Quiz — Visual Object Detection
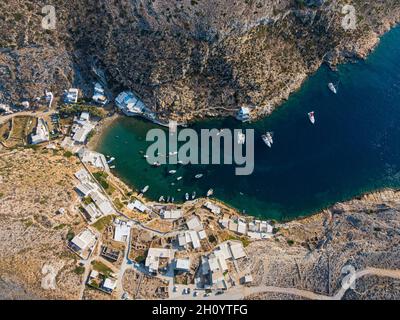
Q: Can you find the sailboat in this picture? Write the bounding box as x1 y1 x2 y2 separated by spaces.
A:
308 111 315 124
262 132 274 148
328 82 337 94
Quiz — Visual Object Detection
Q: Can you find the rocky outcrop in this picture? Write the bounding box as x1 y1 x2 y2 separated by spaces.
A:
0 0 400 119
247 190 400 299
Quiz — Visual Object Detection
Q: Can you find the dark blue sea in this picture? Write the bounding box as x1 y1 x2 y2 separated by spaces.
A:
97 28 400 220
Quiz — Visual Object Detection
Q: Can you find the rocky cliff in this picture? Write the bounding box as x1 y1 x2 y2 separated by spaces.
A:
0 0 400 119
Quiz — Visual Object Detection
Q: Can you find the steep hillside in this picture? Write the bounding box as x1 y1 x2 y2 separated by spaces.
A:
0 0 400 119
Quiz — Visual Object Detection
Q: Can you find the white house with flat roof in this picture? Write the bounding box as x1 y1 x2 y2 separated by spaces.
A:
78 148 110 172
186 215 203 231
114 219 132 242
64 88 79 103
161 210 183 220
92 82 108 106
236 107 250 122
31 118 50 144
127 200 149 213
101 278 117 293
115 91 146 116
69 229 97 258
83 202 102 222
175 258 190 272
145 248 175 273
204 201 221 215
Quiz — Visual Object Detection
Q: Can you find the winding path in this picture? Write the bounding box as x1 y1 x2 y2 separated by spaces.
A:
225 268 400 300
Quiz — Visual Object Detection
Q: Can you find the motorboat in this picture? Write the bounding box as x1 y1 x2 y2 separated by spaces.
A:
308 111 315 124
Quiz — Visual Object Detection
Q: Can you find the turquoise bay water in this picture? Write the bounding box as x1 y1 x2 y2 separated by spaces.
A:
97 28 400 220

•••

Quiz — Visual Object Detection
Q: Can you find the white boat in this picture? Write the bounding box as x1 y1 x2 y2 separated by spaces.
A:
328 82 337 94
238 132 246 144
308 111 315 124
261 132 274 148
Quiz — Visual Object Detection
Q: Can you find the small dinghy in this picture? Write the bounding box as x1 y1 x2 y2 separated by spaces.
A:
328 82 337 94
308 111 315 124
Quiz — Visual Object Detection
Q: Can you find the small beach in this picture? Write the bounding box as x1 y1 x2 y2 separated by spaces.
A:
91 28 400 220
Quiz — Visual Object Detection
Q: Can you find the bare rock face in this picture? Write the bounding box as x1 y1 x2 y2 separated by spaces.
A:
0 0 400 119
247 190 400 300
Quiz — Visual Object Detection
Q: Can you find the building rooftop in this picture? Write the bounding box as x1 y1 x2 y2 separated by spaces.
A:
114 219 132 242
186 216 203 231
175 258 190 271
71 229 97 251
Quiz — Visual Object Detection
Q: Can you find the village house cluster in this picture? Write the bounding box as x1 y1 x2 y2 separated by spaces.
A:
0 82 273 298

•••

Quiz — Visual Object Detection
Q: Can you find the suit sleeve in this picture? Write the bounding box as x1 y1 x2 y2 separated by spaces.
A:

•••

Problem. Select each line of the records above that contains the word "small" and copy it out.

The solution.
Q: Can you find the small dinghy in this picture? Write the bounding box as x1 y1 x2 y2 separated by spaces.
Q: Can you find the small beach in this picture? Write the bounding box as x1 y1 x2 y2 separated by spaces.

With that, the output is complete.